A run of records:
- - -
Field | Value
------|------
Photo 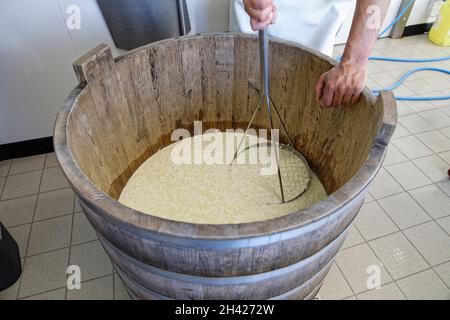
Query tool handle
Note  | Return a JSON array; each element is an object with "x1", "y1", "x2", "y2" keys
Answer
[{"x1": 259, "y1": 28, "x2": 270, "y2": 96}]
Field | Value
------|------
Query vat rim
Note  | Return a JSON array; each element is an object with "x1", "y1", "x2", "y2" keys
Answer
[{"x1": 54, "y1": 33, "x2": 397, "y2": 241}]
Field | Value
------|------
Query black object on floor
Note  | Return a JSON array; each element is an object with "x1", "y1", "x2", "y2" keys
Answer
[
  {"x1": 0, "y1": 137, "x2": 53, "y2": 161},
  {"x1": 97, "y1": 0, "x2": 191, "y2": 50},
  {"x1": 0, "y1": 223, "x2": 22, "y2": 291}
]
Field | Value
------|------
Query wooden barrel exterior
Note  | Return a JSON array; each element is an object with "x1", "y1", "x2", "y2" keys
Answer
[{"x1": 54, "y1": 34, "x2": 397, "y2": 299}]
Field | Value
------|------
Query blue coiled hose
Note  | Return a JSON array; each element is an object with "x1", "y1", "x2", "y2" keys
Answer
- - -
WORK INSTRUCTIONS –
Transcribe every record above exactly as written, leaving out any pictures.

EXERCISE RESULT –
Field | Value
------|------
Photo 
Query tool handle
Note  | Return a JSON array; each element is an object with "x1", "y1", "x2", "y2" keys
Answer
[{"x1": 259, "y1": 28, "x2": 270, "y2": 96}]
Field | Value
------|------
Query vat rim
Note  | Return a JSON array; each element is an object with "x1", "y1", "x2", "y2" keys
Answer
[{"x1": 54, "y1": 33, "x2": 397, "y2": 241}]
Field | Value
------|------
Query black object on floor
Note  | Return a JSON array; each element is an object with "x1", "y1", "x2", "y2" keys
Answer
[
  {"x1": 0, "y1": 137, "x2": 53, "y2": 161},
  {"x1": 97, "y1": 0, "x2": 191, "y2": 50},
  {"x1": 0, "y1": 223, "x2": 22, "y2": 291}
]
Field | Value
------|------
Query wooden barrel exterior
Note  | Return a JSON array; each element is an object with "x1", "y1", "x2", "y2" keys
Answer
[{"x1": 54, "y1": 34, "x2": 397, "y2": 299}]
Field | Value
------|------
Query blue coiled hose
Note  | Return a JSON array; each element is an object with "x1", "y1", "x2", "y2" keys
Answer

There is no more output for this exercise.